## BEGIN MATERIALS PROVIDED

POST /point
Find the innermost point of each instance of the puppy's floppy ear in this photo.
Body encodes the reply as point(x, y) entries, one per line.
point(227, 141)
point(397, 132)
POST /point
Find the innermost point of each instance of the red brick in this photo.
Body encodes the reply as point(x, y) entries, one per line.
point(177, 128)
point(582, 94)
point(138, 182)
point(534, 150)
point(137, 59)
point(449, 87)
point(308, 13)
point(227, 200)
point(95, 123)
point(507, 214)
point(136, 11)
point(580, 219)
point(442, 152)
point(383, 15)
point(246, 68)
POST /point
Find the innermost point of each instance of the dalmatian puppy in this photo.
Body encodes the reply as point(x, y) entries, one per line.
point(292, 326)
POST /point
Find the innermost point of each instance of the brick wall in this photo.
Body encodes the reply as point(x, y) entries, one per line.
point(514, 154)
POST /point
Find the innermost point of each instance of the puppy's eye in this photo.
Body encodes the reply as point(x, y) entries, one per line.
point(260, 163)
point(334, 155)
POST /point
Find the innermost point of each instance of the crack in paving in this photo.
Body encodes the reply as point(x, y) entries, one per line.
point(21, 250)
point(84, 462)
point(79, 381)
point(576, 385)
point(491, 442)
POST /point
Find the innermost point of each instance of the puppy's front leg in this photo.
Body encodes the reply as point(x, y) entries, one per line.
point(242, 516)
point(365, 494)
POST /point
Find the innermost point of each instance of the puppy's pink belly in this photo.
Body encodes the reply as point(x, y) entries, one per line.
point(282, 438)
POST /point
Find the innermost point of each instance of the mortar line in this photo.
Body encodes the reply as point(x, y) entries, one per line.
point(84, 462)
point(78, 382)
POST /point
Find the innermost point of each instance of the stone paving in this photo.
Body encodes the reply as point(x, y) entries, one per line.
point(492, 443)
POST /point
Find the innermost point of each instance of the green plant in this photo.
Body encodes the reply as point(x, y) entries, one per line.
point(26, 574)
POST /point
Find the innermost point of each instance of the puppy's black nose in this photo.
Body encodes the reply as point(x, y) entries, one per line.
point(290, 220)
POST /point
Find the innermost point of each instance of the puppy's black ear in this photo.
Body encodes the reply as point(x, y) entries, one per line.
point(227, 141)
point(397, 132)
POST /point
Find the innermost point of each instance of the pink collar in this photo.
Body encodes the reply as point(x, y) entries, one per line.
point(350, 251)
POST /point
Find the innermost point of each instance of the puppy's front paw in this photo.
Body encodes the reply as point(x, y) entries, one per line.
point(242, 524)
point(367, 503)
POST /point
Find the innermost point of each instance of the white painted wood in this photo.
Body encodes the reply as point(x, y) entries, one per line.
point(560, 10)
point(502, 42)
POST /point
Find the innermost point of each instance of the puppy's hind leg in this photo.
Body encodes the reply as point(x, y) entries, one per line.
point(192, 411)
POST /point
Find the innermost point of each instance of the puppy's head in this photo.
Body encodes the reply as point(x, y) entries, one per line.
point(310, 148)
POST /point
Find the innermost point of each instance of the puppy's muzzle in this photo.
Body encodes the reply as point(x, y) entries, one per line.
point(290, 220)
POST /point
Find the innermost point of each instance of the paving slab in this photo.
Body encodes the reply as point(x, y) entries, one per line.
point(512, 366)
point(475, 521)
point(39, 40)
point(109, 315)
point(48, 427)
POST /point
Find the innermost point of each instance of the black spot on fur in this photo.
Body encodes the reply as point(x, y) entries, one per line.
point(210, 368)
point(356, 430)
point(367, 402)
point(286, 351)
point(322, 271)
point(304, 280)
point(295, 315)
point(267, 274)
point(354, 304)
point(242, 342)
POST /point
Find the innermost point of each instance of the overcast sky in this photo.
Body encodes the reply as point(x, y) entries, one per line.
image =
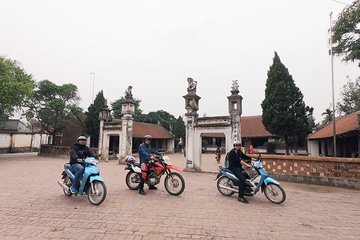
point(156, 45)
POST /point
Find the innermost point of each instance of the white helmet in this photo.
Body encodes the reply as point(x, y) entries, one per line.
point(237, 143)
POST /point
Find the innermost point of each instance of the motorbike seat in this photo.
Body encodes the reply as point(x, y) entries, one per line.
point(68, 166)
point(225, 169)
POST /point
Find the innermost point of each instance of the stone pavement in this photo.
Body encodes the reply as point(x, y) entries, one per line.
point(33, 206)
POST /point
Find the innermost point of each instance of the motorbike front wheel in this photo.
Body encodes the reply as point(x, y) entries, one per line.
point(174, 184)
point(133, 180)
point(225, 182)
point(96, 192)
point(275, 193)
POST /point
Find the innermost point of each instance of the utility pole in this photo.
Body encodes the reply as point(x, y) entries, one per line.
point(332, 82)
point(92, 86)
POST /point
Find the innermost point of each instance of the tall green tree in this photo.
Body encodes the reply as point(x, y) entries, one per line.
point(346, 33)
point(15, 87)
point(92, 118)
point(54, 105)
point(350, 97)
point(284, 111)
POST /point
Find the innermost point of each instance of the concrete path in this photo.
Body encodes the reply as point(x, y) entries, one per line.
point(33, 206)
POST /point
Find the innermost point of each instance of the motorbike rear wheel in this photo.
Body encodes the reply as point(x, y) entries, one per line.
point(275, 193)
point(133, 180)
point(67, 182)
point(224, 181)
point(97, 193)
point(174, 184)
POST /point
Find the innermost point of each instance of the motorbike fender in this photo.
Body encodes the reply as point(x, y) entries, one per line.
point(270, 180)
point(137, 169)
point(218, 176)
point(96, 177)
point(173, 167)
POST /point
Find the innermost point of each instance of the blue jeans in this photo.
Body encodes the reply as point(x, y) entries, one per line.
point(79, 169)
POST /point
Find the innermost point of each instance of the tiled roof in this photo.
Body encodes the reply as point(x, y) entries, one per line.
point(252, 126)
point(10, 125)
point(141, 129)
point(344, 125)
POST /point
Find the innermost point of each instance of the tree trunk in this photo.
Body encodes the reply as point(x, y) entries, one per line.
point(287, 144)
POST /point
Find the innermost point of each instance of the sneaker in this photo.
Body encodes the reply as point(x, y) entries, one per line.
point(73, 190)
point(141, 191)
point(243, 200)
point(152, 187)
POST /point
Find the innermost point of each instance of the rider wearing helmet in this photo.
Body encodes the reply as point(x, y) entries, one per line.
point(145, 151)
point(78, 152)
point(236, 162)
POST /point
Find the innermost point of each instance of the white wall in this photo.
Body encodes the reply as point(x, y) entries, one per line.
point(22, 140)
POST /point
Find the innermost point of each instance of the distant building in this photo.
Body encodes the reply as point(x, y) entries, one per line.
point(252, 131)
point(22, 136)
point(321, 143)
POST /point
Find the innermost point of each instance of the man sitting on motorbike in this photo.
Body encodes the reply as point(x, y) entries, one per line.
point(145, 151)
point(236, 164)
point(78, 152)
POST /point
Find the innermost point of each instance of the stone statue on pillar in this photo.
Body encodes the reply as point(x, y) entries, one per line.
point(128, 93)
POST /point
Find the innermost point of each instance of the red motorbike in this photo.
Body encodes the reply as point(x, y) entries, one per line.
point(158, 165)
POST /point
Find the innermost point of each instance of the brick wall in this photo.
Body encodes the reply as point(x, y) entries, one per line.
point(316, 170)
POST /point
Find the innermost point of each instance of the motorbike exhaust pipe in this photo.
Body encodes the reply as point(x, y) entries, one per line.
point(228, 188)
point(66, 188)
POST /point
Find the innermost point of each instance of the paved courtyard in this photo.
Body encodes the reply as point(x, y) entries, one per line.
point(34, 207)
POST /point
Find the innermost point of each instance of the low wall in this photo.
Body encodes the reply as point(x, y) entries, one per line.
point(339, 172)
point(58, 150)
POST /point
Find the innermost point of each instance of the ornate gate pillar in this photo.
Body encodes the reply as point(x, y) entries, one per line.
point(191, 106)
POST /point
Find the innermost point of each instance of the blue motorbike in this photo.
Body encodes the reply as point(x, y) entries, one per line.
point(91, 183)
point(228, 183)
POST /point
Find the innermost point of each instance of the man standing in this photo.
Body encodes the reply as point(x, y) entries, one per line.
point(78, 152)
point(145, 151)
point(236, 164)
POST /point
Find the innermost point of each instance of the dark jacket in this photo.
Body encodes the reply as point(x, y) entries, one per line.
point(79, 151)
point(145, 151)
point(235, 157)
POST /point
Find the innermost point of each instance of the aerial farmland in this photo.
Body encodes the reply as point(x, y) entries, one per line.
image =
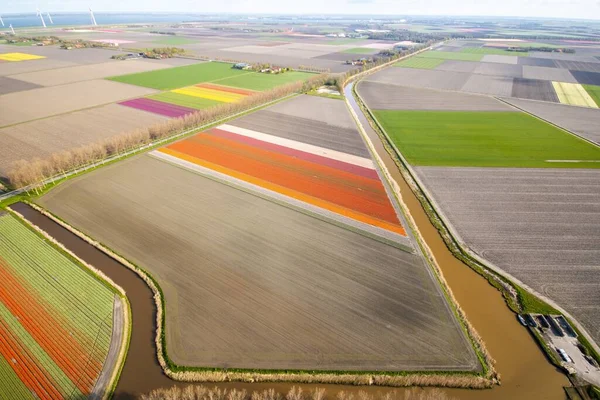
point(524, 203)
point(58, 322)
point(274, 181)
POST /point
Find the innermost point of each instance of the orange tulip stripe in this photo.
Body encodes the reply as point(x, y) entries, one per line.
point(55, 318)
point(346, 189)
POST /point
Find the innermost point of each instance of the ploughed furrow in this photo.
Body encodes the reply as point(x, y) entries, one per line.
point(12, 388)
point(47, 331)
point(25, 366)
point(59, 282)
point(64, 384)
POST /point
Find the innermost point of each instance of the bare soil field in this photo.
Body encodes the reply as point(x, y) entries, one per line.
point(587, 78)
point(61, 76)
point(45, 102)
point(540, 225)
point(548, 74)
point(306, 130)
point(43, 137)
point(252, 284)
point(75, 56)
point(12, 68)
point(380, 96)
point(422, 78)
point(537, 62)
point(583, 121)
point(563, 56)
point(534, 90)
point(329, 111)
point(457, 66)
point(496, 69)
point(501, 59)
point(10, 85)
point(487, 84)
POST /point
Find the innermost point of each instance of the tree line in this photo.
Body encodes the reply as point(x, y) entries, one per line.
point(25, 173)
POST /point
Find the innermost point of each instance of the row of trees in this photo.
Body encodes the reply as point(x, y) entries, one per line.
point(31, 172)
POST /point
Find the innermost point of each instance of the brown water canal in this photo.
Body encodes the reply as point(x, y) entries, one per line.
point(525, 372)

## END MATERIALS PROVIDED

- _TASK_:
Tally the lines in the items above that contain the word "front", and give only that number.

- _THE SOLUTION_:
3